## BEGIN Excerpt to read
Reputation: 15802
I'm trying to develop a website which uses Facebook Connect for authentication and other things. However, it seems that FBConnect in general requires the URL of the website to be the same one as you registered the app with. This is a problem, because although I'm running the site at
www.example.com
i am testing the site at
localhost:9000
So all the facebook stuff breaks on my local machine. Currently I'm simply working around this by doing testing on the actual server. So each time I want to test my code after doing stuff, I perform a
// local machine
git commit -a
git push origin master
// remote server
git pull origin master
Which apart from being annoying to do for every small change, is obviously going to be a problem when real people are actually reaching the website, and I want to continue development & testing without breaking it over and over while people are using it.
Is there a better way of doing this sort of thing? I'm sure others (i.e. everyone else who has ever used FBConnect) have run into this problem before. Is it possible to trick my DNS to point www.example.com
at localhost
during testing, so the Facebook Javascript is tricked to continue working?
## END Excerpt to read
◆ **Problems to work on**
(1) In the Facebook Connect question, replace "DNS" with "hosts file" and write out the passage from "Is there a better" to "to continue working?".
(2) Continue the Facebook Connect question from its final sentence.
## BEGIN Data
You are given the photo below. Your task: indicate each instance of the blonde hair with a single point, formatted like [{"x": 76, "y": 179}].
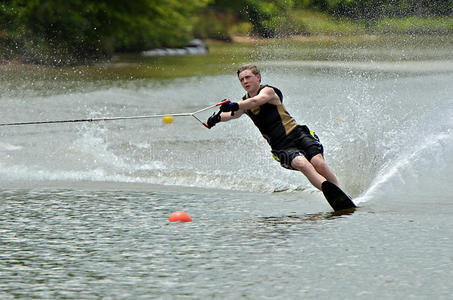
## END Data
◆ **Exercise responses**
(1)
Is there a better way of doing this sort of thing? I'm sure others (i.e. everyone else who has ever used FBConnect) have run into this problem before. Is it possible to trick my hosts file to point www.example.com
at localhost
during testing, so the Facebook Javascript is tricked to continue working?

(2)
Upvotes: 4
Views: 910
Reputation: 665
The real answer here is to set up a staging server not located on your own localhost and create a staging application in FB pointing to that staging URL.
I like to use an entirely separate server for this purpose so I can develop and experiment at will without worrying about crashing my production application due to an errant loop or something. --or-- Create a subdomain (staging.example.com) and stick a clone of your code in a separate root folder with the same directory structure as your application.
Yes, you will need some small conditional code to determine if you're looking at the staging or the production version of your site and then call the appropriate FB keys accordingly.
Upvotes: 2
Reputation: 2077
I ran into this problem when trying to move my code from development (localhost) to production. I was able to use localhost as the canvas url and my production domain for the secure canvas url. That way I was able to
Upvotes: 0
Reputation: 4527
One way around this is to edit your system's hosts file to point your domain to localhost. Add a line like this to your /etc/hosts
file (or %SystemRoot%\system32\drivers\etc\hosts
on windows):
127.0.0.1 www.yourdomain.com
Another approach is to create a second app on facebook for you in-development version, and use localhost
as the URL for that version. Just don't forget to update the app id and secret to the production version when you deploy :)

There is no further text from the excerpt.